(Entries from a pointing dataset)
--

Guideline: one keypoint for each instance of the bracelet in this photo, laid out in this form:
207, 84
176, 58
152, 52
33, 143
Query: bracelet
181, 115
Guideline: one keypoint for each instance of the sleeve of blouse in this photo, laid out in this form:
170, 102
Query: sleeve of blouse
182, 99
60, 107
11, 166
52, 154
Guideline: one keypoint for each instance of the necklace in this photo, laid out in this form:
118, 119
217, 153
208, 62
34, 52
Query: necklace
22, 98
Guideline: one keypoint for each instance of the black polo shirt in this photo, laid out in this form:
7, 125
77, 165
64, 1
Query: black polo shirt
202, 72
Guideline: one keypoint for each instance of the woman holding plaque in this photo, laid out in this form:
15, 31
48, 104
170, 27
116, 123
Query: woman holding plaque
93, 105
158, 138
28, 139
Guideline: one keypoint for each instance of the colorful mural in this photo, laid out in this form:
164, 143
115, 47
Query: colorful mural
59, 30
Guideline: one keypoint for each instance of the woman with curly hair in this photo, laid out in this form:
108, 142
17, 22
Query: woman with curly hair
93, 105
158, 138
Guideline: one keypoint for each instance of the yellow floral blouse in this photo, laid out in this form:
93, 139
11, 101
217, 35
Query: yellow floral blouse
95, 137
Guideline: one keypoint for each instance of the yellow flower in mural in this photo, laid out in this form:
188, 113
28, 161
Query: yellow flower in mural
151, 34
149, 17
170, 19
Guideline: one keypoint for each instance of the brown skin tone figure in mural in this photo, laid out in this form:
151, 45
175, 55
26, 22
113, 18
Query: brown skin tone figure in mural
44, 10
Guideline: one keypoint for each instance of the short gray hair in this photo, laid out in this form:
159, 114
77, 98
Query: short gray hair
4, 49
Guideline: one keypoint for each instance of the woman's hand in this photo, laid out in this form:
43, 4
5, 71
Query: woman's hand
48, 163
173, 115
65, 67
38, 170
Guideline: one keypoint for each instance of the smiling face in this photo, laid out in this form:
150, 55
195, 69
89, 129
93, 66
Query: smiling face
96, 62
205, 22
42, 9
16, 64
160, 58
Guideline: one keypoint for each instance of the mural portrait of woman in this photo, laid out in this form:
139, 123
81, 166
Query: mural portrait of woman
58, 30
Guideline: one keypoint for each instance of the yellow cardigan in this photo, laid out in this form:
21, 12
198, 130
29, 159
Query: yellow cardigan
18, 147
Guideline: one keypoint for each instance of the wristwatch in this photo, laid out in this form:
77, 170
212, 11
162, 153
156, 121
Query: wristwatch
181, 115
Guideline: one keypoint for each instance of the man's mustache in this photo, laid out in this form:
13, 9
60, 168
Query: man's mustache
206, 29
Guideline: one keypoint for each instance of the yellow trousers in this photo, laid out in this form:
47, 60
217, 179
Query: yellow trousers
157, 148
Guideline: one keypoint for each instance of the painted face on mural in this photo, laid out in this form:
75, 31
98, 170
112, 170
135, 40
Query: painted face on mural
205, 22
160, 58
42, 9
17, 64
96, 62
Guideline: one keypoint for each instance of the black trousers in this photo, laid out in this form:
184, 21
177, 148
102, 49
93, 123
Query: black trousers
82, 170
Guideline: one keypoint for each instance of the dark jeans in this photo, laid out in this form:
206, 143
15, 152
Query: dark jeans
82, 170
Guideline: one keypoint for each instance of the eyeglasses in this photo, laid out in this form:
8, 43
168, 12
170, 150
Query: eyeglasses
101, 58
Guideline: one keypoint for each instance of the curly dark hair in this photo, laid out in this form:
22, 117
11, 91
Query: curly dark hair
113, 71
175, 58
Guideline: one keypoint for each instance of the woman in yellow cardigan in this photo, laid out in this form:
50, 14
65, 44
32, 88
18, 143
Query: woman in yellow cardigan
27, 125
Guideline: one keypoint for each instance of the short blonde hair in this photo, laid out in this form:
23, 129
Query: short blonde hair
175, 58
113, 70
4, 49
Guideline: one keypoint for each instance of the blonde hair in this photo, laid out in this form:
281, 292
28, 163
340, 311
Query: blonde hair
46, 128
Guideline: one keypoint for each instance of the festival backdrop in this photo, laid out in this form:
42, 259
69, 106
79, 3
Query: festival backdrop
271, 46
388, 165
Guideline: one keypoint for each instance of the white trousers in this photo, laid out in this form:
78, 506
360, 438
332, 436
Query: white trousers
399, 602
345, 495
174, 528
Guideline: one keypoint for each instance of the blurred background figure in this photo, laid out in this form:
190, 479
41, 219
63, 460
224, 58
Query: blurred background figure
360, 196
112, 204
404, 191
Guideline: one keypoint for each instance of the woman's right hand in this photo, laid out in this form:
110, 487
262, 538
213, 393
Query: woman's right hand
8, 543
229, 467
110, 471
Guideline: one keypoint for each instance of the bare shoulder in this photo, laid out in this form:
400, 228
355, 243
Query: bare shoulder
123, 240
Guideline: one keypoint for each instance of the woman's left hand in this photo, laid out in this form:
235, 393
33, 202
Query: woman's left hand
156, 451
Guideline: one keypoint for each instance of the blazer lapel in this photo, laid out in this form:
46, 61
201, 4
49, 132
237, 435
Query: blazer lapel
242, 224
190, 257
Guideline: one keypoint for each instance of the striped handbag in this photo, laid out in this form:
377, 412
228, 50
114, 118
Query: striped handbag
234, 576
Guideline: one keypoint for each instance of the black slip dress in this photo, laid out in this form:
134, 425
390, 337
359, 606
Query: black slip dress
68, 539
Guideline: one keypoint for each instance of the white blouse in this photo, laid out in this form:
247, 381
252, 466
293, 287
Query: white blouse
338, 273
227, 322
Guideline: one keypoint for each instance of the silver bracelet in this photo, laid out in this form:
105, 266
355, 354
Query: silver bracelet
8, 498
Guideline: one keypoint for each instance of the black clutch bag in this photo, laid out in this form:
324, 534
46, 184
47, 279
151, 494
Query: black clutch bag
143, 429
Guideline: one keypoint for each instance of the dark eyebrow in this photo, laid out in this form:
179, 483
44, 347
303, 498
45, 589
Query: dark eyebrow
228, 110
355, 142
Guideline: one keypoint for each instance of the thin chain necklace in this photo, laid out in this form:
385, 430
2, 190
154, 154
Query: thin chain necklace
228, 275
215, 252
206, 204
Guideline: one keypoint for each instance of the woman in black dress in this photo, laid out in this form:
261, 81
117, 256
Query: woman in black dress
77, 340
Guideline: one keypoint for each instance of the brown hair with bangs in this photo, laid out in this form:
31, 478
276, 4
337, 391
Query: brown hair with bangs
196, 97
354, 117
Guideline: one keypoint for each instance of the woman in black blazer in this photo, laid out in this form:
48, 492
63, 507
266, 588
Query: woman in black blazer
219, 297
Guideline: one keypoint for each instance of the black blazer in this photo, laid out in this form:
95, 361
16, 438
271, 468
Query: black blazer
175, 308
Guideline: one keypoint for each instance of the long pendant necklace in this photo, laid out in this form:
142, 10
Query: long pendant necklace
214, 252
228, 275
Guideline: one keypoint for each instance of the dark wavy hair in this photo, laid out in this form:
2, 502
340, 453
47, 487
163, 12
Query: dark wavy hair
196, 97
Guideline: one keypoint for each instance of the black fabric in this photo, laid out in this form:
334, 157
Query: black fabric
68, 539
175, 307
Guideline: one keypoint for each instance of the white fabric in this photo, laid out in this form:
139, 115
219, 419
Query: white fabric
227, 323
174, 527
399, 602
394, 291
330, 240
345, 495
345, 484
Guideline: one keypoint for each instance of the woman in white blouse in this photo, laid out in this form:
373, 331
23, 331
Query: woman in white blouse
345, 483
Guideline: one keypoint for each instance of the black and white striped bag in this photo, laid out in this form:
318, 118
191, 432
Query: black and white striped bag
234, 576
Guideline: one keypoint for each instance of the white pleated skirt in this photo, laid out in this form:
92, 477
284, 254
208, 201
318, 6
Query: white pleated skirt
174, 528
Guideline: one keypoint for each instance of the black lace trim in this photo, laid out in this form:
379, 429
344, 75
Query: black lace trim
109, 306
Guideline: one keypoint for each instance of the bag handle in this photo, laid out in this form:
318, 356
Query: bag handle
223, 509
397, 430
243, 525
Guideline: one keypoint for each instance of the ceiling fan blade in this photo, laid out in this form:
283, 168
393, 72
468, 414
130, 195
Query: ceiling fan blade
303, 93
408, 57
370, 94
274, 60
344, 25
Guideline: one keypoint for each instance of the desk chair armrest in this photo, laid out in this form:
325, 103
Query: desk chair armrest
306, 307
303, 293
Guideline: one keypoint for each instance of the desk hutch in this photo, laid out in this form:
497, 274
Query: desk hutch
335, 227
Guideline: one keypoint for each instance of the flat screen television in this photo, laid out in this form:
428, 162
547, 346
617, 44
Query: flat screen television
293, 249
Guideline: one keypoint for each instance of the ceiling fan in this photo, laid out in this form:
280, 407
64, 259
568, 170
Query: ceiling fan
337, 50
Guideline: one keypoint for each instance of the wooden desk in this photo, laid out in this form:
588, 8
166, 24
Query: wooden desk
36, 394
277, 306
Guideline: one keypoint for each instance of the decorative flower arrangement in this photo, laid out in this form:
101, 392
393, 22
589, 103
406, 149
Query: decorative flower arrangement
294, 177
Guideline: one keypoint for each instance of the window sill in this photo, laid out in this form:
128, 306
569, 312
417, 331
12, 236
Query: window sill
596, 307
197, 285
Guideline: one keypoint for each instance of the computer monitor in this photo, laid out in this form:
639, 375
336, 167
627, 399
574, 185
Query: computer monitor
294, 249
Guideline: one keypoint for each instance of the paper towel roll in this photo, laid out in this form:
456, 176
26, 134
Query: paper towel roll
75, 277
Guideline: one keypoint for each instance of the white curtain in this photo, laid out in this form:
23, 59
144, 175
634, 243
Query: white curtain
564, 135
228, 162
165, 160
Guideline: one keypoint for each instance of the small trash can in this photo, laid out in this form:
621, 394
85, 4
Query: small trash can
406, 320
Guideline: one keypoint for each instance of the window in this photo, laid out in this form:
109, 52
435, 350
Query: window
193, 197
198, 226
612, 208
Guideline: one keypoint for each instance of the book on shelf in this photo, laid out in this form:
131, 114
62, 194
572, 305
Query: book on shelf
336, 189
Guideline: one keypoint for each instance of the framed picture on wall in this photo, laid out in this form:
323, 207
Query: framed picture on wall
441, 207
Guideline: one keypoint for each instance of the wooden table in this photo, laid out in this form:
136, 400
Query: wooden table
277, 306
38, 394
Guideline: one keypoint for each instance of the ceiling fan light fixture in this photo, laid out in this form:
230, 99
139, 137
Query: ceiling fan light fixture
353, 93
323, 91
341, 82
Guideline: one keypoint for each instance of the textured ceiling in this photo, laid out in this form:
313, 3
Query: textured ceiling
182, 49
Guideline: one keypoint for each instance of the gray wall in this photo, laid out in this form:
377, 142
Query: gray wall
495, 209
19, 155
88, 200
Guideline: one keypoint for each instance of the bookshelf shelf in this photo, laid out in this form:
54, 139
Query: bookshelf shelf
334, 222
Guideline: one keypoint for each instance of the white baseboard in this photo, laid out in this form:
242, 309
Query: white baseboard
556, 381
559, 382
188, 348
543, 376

--

■ EXERCISE DETAILS
Look above for the line containing "Guideline: one keypoint for each instance of the framed", then transcribe it and all lines after it through the last, exactly and with nothing else.

■ RESPONSE TO THE TASK
Guideline: one keypoint for each instance of the framed picture on wall in this photo, laid out in this form:
323, 207
Query: framed picture on wall
441, 207
Guideline: one keypoint for each instance of the wooden table in this photo, laid out in this form:
136, 400
Query: wooden table
277, 306
38, 394
Guideline: one keypoint for each instance of the ceiling fan light fixture in this photo, laid out in this form:
230, 99
139, 137
Query: ceiling fan light fixture
353, 93
323, 91
341, 82
Guideline: one keypoint for each instance of the textured ceiling in this photo, laid out in this form:
313, 3
Query: textured ceiling
182, 49
Guideline: one keypoint for each instance of the gray wall in this photo, laid out in this form:
377, 142
Query: gray wall
495, 209
19, 155
88, 200
Guideline: one keypoint for each instance of the bookshelf shelf in this photo, laid out in this form:
54, 139
Query: bookshelf shelf
334, 222
Guideline: one keypoint for each instance of the white baseboard in this photo, laid out in this form:
242, 309
Query: white baseboard
556, 381
559, 382
188, 348
543, 376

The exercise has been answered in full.